#### Dataset records ####
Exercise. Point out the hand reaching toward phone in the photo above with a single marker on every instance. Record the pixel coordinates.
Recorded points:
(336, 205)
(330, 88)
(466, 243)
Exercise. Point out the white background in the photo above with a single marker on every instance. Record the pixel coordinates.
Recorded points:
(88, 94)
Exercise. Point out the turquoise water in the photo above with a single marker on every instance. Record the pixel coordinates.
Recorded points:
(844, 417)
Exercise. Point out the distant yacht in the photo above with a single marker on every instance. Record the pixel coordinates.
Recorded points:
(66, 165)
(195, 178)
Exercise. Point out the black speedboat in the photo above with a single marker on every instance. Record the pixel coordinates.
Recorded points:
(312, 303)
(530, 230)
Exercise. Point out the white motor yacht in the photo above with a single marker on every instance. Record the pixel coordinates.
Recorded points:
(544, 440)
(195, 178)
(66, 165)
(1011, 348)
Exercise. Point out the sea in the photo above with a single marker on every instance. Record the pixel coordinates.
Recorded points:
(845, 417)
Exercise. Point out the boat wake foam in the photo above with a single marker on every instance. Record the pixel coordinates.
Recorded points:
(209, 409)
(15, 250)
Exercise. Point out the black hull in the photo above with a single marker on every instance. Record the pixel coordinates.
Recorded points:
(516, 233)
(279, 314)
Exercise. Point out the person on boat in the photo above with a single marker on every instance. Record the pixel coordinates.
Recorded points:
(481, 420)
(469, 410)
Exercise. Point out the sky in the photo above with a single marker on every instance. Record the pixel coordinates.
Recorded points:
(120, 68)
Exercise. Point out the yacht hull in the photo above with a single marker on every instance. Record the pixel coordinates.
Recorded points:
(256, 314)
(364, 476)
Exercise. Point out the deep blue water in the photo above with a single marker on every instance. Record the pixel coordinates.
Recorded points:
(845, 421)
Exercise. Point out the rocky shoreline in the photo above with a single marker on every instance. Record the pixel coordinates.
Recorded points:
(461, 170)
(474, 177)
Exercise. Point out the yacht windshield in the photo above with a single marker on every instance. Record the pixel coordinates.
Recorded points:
####
Task requirements:
If a line above holds the string "hull", copy it out.

Worked solution:
Exercise. Point out the black hull in the photo above with a single marker on every instance. Record the pixel coordinates.
Exercise. Point out the yacht hull in the photo above with a single marker on every instance. Record the pixel coordinates.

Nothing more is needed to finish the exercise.